**EXERCISE BRIEF**. Below this line is a set of entries; quote exactly the lines from the line that contains "Query: carved column" to the line that contains "72, row 249.", both lines included.

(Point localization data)
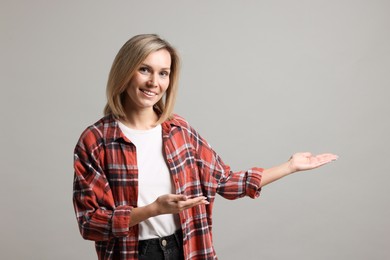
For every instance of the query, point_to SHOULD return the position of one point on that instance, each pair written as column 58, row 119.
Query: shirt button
column 164, row 242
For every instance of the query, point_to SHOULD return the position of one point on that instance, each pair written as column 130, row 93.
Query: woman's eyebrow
column 150, row 67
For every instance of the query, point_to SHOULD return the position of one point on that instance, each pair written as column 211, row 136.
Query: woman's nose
column 152, row 82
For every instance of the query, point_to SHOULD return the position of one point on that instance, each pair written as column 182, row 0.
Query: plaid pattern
column 106, row 187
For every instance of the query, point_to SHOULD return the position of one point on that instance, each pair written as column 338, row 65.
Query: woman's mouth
column 148, row 93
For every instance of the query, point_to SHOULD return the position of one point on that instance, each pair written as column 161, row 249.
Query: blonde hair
column 126, row 63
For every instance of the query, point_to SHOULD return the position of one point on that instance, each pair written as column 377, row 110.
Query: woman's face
column 150, row 81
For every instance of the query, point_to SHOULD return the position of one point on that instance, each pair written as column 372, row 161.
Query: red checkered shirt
column 106, row 186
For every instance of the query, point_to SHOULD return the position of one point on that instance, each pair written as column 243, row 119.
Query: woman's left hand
column 307, row 161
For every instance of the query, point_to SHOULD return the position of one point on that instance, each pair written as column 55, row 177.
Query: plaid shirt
column 106, row 186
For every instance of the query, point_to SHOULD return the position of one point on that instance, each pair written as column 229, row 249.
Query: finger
column 179, row 197
column 193, row 202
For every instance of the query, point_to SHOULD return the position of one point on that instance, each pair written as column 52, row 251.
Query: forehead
column 159, row 59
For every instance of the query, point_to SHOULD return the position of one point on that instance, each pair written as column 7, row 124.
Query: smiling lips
column 148, row 93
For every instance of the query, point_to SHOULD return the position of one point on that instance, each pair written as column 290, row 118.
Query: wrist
column 290, row 167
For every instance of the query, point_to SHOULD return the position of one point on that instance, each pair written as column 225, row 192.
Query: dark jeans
column 164, row 248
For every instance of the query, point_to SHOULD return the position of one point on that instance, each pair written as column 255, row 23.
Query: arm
column 98, row 217
column 297, row 162
column 165, row 204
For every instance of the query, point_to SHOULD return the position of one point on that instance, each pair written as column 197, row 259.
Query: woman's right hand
column 174, row 203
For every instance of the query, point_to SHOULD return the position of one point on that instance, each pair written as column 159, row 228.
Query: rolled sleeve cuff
column 121, row 221
column 253, row 182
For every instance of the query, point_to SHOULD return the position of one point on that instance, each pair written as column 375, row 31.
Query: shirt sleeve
column 230, row 185
column 97, row 216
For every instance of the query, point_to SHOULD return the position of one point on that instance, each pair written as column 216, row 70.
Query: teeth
column 149, row 92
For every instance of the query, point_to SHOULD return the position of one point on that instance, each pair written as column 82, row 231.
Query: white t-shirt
column 154, row 179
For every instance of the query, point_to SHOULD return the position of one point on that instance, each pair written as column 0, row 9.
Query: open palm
column 307, row 161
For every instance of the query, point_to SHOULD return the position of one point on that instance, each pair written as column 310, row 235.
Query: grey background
column 260, row 80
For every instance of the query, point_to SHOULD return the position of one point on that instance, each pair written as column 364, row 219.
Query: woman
column 145, row 180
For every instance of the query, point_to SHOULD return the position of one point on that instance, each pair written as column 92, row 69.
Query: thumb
column 179, row 197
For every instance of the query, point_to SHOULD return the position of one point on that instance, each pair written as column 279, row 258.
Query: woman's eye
column 144, row 70
column 164, row 73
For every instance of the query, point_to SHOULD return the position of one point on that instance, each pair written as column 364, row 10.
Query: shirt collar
column 112, row 131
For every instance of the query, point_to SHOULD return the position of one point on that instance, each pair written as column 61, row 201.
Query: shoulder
column 97, row 134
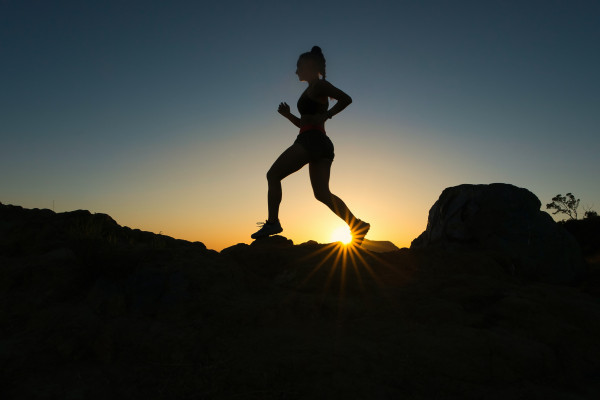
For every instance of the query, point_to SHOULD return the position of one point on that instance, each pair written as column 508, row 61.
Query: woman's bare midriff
column 311, row 119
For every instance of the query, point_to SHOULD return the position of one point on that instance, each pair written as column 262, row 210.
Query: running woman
column 312, row 146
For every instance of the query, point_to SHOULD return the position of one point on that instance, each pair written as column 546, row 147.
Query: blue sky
column 163, row 114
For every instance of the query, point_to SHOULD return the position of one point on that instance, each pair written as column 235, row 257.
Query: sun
column 341, row 234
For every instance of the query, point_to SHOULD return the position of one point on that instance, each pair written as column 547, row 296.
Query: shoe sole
column 265, row 235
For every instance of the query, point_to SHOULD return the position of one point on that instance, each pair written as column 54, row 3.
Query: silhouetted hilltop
column 94, row 310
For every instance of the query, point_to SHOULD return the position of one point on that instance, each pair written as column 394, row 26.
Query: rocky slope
column 92, row 310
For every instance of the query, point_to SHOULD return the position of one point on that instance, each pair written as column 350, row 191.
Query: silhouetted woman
column 312, row 146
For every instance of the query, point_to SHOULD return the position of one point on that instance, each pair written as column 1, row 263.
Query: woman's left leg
column 319, row 178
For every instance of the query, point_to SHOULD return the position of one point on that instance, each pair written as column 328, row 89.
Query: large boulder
column 505, row 221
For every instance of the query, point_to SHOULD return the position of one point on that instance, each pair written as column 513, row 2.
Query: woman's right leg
column 290, row 161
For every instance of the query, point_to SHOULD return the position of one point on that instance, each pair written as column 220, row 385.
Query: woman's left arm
column 343, row 100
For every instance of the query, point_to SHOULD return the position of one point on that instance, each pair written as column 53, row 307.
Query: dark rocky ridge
column 504, row 219
column 94, row 310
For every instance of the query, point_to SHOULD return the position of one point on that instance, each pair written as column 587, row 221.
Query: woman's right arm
column 284, row 110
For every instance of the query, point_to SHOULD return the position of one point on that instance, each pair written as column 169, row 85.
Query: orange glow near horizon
column 341, row 234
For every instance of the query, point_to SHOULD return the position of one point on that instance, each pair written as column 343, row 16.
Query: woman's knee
column 273, row 176
column 323, row 195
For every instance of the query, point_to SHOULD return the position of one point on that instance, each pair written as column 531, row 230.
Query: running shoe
column 359, row 231
column 267, row 229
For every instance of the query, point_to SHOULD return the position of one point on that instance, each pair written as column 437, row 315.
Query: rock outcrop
column 506, row 221
column 92, row 310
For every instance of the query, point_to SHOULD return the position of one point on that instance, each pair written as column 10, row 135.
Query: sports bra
column 306, row 105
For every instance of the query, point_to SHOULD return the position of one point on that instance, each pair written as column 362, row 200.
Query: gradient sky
column 163, row 114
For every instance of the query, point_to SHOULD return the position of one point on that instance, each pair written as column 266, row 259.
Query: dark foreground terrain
column 92, row 310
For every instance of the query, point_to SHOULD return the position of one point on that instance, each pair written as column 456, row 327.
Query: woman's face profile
column 306, row 68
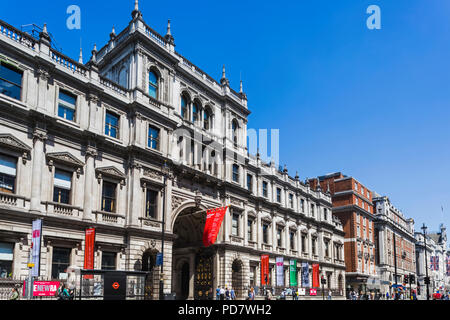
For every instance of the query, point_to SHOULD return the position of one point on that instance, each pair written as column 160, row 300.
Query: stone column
column 39, row 137
column 89, row 177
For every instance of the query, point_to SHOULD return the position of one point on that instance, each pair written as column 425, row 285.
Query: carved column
column 39, row 137
column 91, row 154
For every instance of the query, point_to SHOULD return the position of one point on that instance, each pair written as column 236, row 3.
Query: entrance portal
column 193, row 264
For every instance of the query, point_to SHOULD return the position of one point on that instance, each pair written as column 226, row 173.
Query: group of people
column 225, row 293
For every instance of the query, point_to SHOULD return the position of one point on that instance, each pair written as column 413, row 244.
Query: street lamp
column 424, row 228
column 165, row 171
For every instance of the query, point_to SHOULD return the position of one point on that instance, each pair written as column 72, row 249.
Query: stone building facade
column 135, row 134
column 395, row 244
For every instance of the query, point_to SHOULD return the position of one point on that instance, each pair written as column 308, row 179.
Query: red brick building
column 352, row 204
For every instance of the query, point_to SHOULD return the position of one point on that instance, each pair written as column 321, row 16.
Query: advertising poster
column 265, row 270
column 316, row 282
column 36, row 249
column 280, row 271
column 293, row 273
column 305, row 275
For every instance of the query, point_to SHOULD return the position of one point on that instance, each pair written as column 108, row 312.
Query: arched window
column 184, row 107
column 207, row 119
column 195, row 112
column 153, row 84
column 234, row 131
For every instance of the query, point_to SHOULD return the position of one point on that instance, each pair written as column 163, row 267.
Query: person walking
column 14, row 294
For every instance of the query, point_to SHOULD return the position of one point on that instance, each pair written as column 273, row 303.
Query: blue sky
column 373, row 104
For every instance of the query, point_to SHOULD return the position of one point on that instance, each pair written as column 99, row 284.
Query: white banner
column 280, row 271
column 36, row 251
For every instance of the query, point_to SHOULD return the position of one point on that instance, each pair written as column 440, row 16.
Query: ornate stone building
column 395, row 244
column 138, row 132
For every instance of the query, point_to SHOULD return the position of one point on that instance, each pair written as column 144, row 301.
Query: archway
column 237, row 280
column 193, row 264
column 149, row 265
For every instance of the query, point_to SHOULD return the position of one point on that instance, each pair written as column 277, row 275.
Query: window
column 153, row 137
column 153, row 84
column 151, row 199
column 109, row 197
column 108, row 260
column 234, row 131
column 60, row 261
column 265, row 233
column 207, row 119
column 249, row 182
column 10, row 81
column 195, row 112
column 235, row 173
column 304, row 249
column 66, row 105
column 250, row 229
column 7, row 174
column 112, row 125
column 279, row 242
column 184, row 108
column 61, row 186
column 265, row 189
column 292, row 240
column 278, row 195
column 235, row 225
column 6, row 259
column 291, row 201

**YOUR SOLUTION**.
Query: carved column
column 39, row 137
column 91, row 154
For every instance of the query, point_to SHOULD return the position of one point on that instance, each pair written as column 236, row 3.
Query: entrance portal
column 193, row 264
For every instance of the query, point_to SHOULD return the position of one point on that instance, each pair written as column 226, row 173.
Query: group of people
column 225, row 293
For every instance of the query, point_to SHOULD return the position of one point on that instance, each pair written as column 413, row 244.
Query: street lamp
column 424, row 228
column 165, row 171
For every instance of the query, point_to SHOULD return the position of one point on that instance, each pair written as column 72, row 249.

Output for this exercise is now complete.